## Task description
Pull each line with the string "baseball" from the entries.

*** Opening of Dataset entries ***

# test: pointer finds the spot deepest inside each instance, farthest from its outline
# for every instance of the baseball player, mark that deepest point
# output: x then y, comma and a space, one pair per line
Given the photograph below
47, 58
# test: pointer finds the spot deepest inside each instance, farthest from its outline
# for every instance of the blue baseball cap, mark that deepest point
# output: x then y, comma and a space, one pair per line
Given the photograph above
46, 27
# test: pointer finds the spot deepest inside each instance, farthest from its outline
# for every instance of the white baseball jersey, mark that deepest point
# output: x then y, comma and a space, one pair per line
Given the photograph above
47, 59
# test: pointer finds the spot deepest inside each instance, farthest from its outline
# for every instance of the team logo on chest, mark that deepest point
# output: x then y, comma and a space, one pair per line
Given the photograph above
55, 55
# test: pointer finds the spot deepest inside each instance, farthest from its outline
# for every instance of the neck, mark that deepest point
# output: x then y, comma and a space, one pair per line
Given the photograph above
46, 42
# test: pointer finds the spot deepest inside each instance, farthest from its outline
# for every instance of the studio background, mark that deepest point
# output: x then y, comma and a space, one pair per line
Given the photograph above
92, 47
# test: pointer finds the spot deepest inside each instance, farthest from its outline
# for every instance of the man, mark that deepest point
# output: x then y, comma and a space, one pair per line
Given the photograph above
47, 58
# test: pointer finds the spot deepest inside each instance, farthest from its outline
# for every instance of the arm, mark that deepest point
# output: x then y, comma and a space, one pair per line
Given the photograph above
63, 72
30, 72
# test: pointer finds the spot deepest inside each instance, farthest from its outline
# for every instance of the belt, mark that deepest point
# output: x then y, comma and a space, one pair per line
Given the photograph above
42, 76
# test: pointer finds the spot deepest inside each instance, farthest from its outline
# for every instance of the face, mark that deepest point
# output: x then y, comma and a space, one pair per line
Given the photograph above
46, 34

*** Close of Dataset entries ***

## Finished task
# for every instance of the baseball player, mark that deepest point
# for every instance of the blue baseball cap, mark that deepest point
# for every instance of the white baseball jersey, mark that deepest point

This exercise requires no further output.